◆ **GIVEN ENTRIES**:
::::::
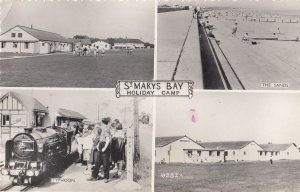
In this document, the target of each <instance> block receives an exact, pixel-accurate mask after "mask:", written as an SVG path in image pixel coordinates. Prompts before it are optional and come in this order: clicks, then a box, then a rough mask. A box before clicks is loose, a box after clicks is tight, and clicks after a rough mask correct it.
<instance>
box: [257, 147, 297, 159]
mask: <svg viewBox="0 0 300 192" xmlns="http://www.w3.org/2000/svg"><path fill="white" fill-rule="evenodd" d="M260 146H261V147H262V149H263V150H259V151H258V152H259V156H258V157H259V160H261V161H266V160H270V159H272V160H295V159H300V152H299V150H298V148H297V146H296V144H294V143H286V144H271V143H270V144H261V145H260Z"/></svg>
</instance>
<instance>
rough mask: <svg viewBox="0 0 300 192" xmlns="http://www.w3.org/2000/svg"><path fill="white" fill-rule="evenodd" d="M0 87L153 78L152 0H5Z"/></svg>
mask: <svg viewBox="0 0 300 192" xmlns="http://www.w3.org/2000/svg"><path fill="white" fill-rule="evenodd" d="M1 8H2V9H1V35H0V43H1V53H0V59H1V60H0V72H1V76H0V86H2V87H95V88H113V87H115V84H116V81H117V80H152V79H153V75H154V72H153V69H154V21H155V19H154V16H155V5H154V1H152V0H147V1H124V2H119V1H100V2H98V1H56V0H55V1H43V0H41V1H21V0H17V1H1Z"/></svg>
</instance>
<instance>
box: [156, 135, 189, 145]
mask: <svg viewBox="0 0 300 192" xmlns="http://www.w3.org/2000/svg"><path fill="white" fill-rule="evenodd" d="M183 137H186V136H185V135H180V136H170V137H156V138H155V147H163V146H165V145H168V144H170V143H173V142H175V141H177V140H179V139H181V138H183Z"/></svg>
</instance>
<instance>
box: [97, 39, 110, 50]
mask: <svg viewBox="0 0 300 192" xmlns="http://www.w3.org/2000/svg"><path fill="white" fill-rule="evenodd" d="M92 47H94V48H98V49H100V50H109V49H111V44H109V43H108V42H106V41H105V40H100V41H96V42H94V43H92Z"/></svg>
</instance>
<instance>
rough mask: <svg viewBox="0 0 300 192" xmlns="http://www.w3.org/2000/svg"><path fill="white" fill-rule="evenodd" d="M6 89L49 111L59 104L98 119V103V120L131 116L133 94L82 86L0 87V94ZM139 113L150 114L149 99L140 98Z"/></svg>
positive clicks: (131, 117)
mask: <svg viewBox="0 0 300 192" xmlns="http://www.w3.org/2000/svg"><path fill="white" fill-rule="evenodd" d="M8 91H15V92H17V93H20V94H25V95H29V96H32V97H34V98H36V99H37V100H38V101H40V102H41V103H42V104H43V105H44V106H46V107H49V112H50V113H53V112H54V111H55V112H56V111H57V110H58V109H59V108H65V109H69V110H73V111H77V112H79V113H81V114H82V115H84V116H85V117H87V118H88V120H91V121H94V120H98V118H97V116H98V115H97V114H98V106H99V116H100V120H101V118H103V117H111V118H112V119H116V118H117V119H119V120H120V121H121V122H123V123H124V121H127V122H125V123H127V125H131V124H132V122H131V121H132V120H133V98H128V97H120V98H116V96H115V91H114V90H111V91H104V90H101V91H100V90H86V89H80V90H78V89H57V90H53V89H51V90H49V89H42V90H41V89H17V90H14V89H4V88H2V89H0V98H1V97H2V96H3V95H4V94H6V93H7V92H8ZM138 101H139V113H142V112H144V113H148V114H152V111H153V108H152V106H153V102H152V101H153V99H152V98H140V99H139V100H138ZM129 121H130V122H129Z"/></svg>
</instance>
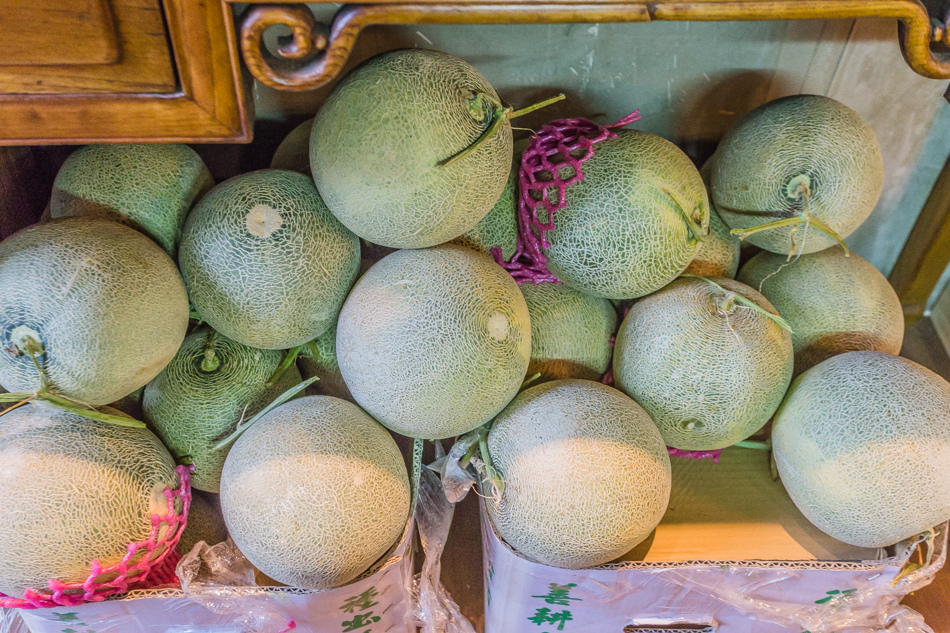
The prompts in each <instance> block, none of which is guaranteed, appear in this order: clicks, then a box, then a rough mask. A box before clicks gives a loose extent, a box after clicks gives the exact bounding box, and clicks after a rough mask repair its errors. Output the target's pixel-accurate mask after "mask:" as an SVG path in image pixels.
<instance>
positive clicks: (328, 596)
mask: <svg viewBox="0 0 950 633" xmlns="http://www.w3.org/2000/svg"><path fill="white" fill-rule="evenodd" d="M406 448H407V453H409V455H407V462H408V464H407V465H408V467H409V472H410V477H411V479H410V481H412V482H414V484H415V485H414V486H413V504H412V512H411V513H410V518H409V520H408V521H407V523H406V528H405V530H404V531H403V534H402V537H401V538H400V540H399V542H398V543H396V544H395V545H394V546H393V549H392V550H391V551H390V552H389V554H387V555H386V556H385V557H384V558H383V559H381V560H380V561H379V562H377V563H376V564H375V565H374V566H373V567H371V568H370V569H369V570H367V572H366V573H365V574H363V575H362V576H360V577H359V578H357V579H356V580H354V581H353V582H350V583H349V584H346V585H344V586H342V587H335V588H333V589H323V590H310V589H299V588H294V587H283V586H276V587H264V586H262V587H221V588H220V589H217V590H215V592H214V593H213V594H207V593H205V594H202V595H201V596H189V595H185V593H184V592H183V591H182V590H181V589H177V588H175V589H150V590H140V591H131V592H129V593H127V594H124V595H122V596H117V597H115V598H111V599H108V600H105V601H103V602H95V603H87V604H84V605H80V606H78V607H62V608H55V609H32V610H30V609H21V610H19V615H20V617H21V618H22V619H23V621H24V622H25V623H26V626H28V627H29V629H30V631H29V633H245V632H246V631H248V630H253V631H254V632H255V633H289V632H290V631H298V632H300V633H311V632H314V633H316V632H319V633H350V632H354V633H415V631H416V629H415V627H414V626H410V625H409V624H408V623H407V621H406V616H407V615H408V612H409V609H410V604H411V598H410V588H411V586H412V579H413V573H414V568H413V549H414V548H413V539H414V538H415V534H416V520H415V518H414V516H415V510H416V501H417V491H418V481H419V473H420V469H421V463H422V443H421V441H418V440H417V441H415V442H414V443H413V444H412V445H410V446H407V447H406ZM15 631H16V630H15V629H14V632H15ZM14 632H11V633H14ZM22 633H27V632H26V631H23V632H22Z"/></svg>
::::::
◆ **EXERCISE GOAL**: Print the material above once more, exactly. No pictures belong in it.

◆ **EXERCISE OUTPUT**:
In this document, the target of each <instance> block receives an exact, pixel-accurate mask after "mask:", written as an SVG path in image pixel coordinates. Prompts before it are optional and come in this order: clicks, then a box, then a rough mask. A box before clicks is loose, a box after clicks is tight, and clicks after a rough mask correct it.
<instance>
box: [257, 147, 297, 159]
mask: <svg viewBox="0 0 300 192" xmlns="http://www.w3.org/2000/svg"><path fill="white" fill-rule="evenodd" d="M260 146H261V147H262V149H263V150H259V151H258V152H259V156H258V157H259V160H261V161H266V160H270V159H272V160H295V159H300V152H299V150H298V148H297V146H296V144H294V143H286V144H271V143H270V144H261V145H260Z"/></svg>
</instance>
<instance>
rough mask: <svg viewBox="0 0 300 192" xmlns="http://www.w3.org/2000/svg"><path fill="white" fill-rule="evenodd" d="M0 87L153 78L152 0H5Z"/></svg>
mask: <svg viewBox="0 0 300 192" xmlns="http://www.w3.org/2000/svg"><path fill="white" fill-rule="evenodd" d="M1 8H2V9H1V35H0V43H1V53H0V59H1V60H0V72H1V76H0V86H2V87H95V88H113V87H115V84H116V81H117V80H152V79H153V75H154V72H153V69H154V21H155V19H154V16H155V5H154V1H152V0H147V1H124V2H119V1H100V2H98V1H56V0H55V1H43V0H41V1H21V0H17V1H1Z"/></svg>
</instance>
<instance>
box: [156, 135, 189, 145]
mask: <svg viewBox="0 0 300 192" xmlns="http://www.w3.org/2000/svg"><path fill="white" fill-rule="evenodd" d="M183 137H186V136H185V135H180V136H170V137H156V138H155V147H163V146H165V145H168V144H170V143H173V142H175V141H177V140H179V139H181V138H183Z"/></svg>
</instance>
<instance>
box: [97, 39, 110, 50]
mask: <svg viewBox="0 0 300 192" xmlns="http://www.w3.org/2000/svg"><path fill="white" fill-rule="evenodd" d="M92 47H94V48H98V49H100V50H109V49H111V44H109V43H108V42H106V41H105V40H100V41H96V42H94V43H92Z"/></svg>
</instance>
<instance>
rough mask: <svg viewBox="0 0 300 192" xmlns="http://www.w3.org/2000/svg"><path fill="white" fill-rule="evenodd" d="M6 89L49 111L59 104L98 119V103V120L131 116L133 94L82 86L0 87V94ZM139 113L150 114L149 99L140 98Z"/></svg>
positive clicks: (131, 117)
mask: <svg viewBox="0 0 300 192" xmlns="http://www.w3.org/2000/svg"><path fill="white" fill-rule="evenodd" d="M8 91H15V92H17V93H20V94H25V95H29V96H32V97H34V98H36V99H37V100H38V101H40V102H41V103H42V104H43V105H44V106H46V107H49V112H50V113H53V112H54V111H55V112H56V111H57V110H58V109H59V108H65V109H69V110H73V111H77V112H79V113H81V114H82V115H84V116H85V117H87V118H88V120H91V121H94V120H98V118H97V116H98V115H97V114H98V106H99V116H100V120H101V118H103V117H111V118H112V119H116V118H117V119H119V120H120V121H121V122H123V123H124V121H127V122H125V123H127V125H131V124H132V122H131V121H132V120H133V98H128V97H120V98H116V96H115V91H114V90H111V91H104V90H101V91H100V90H86V89H80V90H78V89H57V90H53V89H51V90H49V89H42V90H41V89H17V90H14V89H4V88H2V89H0V98H1V97H2V96H3V95H4V94H6V93H7V92H8ZM138 101H139V113H142V112H144V113H148V114H152V111H153V108H152V106H153V102H152V101H153V99H152V98H140V99H139V100H138ZM129 121H130V122H129Z"/></svg>
</instance>
The prompts in each <instance> block, none of which is guaranteed, appear in this order: clicks, then a box, then a rough mask. A box before clicks gives a loose extent, a box after clicks gives the exact bounding box, and clicks after a rough mask repair its errors. Output the target's pixel-accurate mask after "mask:" as an SVG path in image pixels.
<instance>
positive clicks: (328, 596)
mask: <svg viewBox="0 0 950 633" xmlns="http://www.w3.org/2000/svg"><path fill="white" fill-rule="evenodd" d="M406 448H407V453H409V455H407V462H408V464H407V465H408V467H409V472H410V477H411V479H410V481H412V482H414V484H415V485H414V486H413V504H412V512H411V513H410V518H409V520H408V521H407V523H406V528H405V530H404V531H403V534H402V537H401V538H400V540H399V542H398V543H396V544H395V545H394V546H393V549H392V550H391V551H390V552H389V554H387V555H386V556H385V557H384V558H383V559H381V560H380V561H379V562H377V563H376V564H375V565H374V566H373V567H371V568H370V569H369V570H367V572H366V573H365V574H363V575H362V576H360V577H359V578H357V579H356V580H354V581H353V582H350V583H349V584H346V585H344V586H342V587H335V588H333V589H323V590H310V589H299V588H294V587H283V586H276V587H264V586H262V587H221V588H220V589H217V590H215V592H214V593H213V594H207V593H205V594H202V595H201V596H189V595H185V593H184V592H183V591H182V590H181V589H177V588H175V589H150V590H140V591H131V592H129V593H127V594H124V595H122V596H117V597H115V598H111V599H108V600H105V601H103V602H95V603H87V604H84V605H80V606H78V607H62V608H55V609H32V610H30V609H21V610H19V615H20V617H21V618H22V619H23V621H24V622H25V623H26V626H28V627H29V629H30V631H29V633H245V632H246V631H248V630H253V631H254V632H255V633H289V632H290V631H298V632H300V633H311V632H314V633H316V632H319V633H350V632H354V633H415V631H416V629H415V627H414V626H410V625H409V624H408V623H407V621H406V616H407V615H408V612H409V609H410V604H411V598H410V588H411V586H412V579H413V573H414V568H413V549H414V548H413V539H414V538H415V534H416V520H415V518H414V516H415V510H416V501H417V491H418V481H419V473H420V469H421V463H422V443H421V441H418V440H417V441H415V442H414V443H413V444H412V445H410V446H407V447H406ZM15 631H16V630H15V629H14V632H15ZM14 632H11V633H14ZM22 633H27V632H26V631H23V632H22Z"/></svg>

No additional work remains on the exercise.